Text extract:
The natural inference is that there are matters more absorbing than the frailty
of one's body or agony of one's soul. This inference, made by both the public
and its watchdogs, makes poetry and, with it, all the arts dangerous. To put it
differently, art's unwitting byproduct is the notion that the overall human
potential is far greater than can be exercised, not to mention catered to, by
any given social context. In certain circles, this news is unwelcome, and the
wider these circles are the more willingly they tend to square a writer.
Now, a
writer is certainly not a sacred cow: he can't be above the law or, for that
matter, the lawlessness of his society. A prison or a concentration camp is
that society's extension, not foreign territory, although your diet there alone
may suggest that much. By finding himself behind bars, a writer just continues
to share in his people's predicament. Neither in their eyes nor, one should
hope, in his own is he any different from them. There is in fact a certain
element of dishonesty in trying to spring a writer from a prison filled up with
his compatriots -- with his, as it were, readers and subjects. It's like
throwing a single life vest into an overcrowded boat sinking in the sea of
injustice.
Yet thrown
this life vest must be, because it's better to save one than nobody, and also
because, once saved, this one can send a more powerful S O S signal than anyone
else in that sinking boat. Although there are plenty of books on our shelves we
won't ever touch, a life vest should be thrown to a writer for the simple
reason that he might produce yet another book. The more books sitting on our
shelves, the fewer men we put in prisons. Of course by getting a writer --
especially a poet -- out of jail, society perhaps shortchanges itself some
metaphysical breakthrough, but the bulk of its members would readily trade that
for the banality of their relative security, no matter in what way the
metaphysical truths are obtained. In short, the time spent reading a book is
time stolen from acting; and in a world settled as thickly as ours the less we
act the better.
Prison
writings are about suffering and endurance. As such, they are of great prurient
interest to the general public, which is blissfully still in the position of
perceiving incarceration as an anomaly. It is in order to make this perception
survive in the world to come that these writings should be read. For there is
nothing more tempting than to succumb to viewing the incarceration of people as
the norm. As there is nothing easier than perceiving -- and indeed obtaining --
spiritual benefits from the experience of incarceration itself.
Man is in
the habit of detecting a higher purpose and meaning in manifestly meaningless
reality. He has a tendency to treat the hand of authority as an instrument,
albeit blunt, of Providence. An overall sense of guilt and delayed comeuppance
conspire in this attitude, making him easy prey, while all along he prides
himself on attaining new depths of humility. This is an old story, as old as
the history of oppression itself, which is to say as old as the history of
submission.

Stated goal 1:
Swap "circles" for "groups" in the passage on writers in prison, and give it again starting at "The natural inference" and ending at "square a writer.".
The text and the records have nothing to do with each other.

Provided information:

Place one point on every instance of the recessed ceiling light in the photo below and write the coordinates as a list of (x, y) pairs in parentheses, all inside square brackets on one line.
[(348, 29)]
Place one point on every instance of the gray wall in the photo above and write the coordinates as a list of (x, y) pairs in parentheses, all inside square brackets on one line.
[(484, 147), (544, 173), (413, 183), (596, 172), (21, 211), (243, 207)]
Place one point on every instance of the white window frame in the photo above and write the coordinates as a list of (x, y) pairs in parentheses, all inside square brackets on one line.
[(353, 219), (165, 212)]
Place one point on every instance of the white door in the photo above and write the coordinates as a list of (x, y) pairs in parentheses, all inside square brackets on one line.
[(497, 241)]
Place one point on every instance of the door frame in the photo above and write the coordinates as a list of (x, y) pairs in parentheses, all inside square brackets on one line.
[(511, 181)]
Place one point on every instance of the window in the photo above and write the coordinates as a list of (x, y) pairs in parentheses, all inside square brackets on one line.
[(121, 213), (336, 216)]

Stated goal 2:
Put the records into a Markdown table with the columns Row and Line, starting at the line that contains "Place one point on every instance of the gray" and ending at the last line of the records. Leave out blank lines.

Task response 1:
The natural inference is that there are matters more absorbing than the frailty
of one's body or agony of one's soul. This inference, made by both the public
and its watchdogs, makes poetry and, with it, all the arts dangerous. To put it
differently, art's unwitting byproduct is the notion that the overall human
potential is far greater than can be exercised, not to mention catered to, by
any given social context. In certain groups, this news is unwelcome, and the
wider these groups are the more willingly they tend to square a writer.

Task response 2:
| Row | Line |
|---|---|
| 1 | Place one point on every instance of the gray wall in the photo above and write the coordinates as a list of (x, y) pairs in parentheses, all inside square brackets on one line. |
| 2 | [(484, 147), (544, 173), (413, 183), (596, 172), (21, 211), (243, 207)] |
| 3 | Place one point on every instance of the white window frame in the photo above and write the coordinates as a list of (x, y) pairs in parentheses, all inside square brackets on one line. |
| 4 | [(353, 219), (165, 212)] |
| 5 | Place one point on every instance of the white door in the photo above and write the coordinates as a list of (x, y) pairs in parentheses, all inside square brackets on one line. |
| 6 | [(497, 241)] |
| 7 | Place one point on every instance of the door frame in the photo above and write the coordinates as a list of (x, y) pairs in parentheses, all inside square brackets on one line. |
| 8 | [(511, 181)] |
| 9 | Place one point on every instance of the window in the photo above and write the coordinates as a list of (x, y) pairs in parentheses, all inside square brackets on one line. |
| 10 | [(121, 213), (336, 216)] |